* begin Task material *

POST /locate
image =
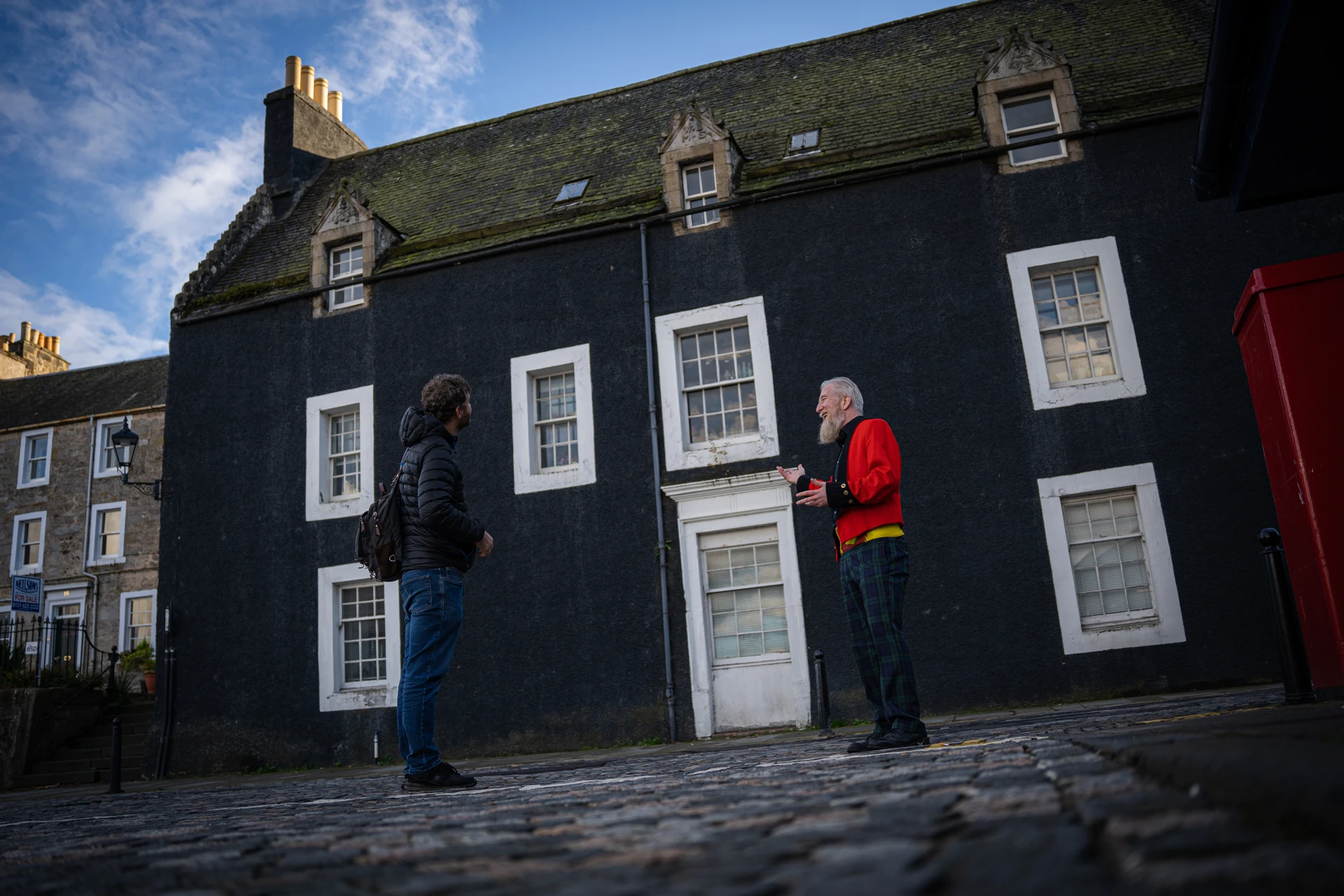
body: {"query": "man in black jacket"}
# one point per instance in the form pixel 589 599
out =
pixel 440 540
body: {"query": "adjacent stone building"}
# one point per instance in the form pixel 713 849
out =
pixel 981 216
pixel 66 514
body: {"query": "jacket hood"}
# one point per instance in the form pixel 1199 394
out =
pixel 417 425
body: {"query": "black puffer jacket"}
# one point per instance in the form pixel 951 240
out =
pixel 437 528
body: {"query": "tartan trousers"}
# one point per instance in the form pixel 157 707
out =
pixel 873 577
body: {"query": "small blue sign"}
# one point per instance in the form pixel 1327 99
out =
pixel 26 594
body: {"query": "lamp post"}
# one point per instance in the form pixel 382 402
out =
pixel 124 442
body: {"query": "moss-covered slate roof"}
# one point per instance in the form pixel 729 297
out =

* end Task material *

» **What to do**
Repeat all the records above exactly, leaving out any pictures.

» **Full output**
POST /locate
image =
body: {"query": "man in black jacket"}
# one point per instance in the form pixel 589 599
out =
pixel 440 540
body: {"query": "adjacent stone building"}
# one point per instance in the form pixel 713 849
out =
pixel 981 216
pixel 66 514
body: {"query": "jacket hood"}
# one point per instance in the form pixel 1199 394
out =
pixel 417 425
body: {"query": "black puffer jacket"}
# one point per instance in the form pixel 951 240
out =
pixel 437 528
body: {"query": "tartan trousers"}
# one point per instance in the form pixel 157 707
out =
pixel 873 577
body: {"query": "small blue sign"}
# one point per instance in the form pixel 1327 99
out =
pixel 26 594
body: {"query": "lamp post"}
# one point per instance in the form pixel 382 402
out =
pixel 124 442
body: {"query": "moss-covered slate roof"}
# one point per instance in the form pixel 729 297
out =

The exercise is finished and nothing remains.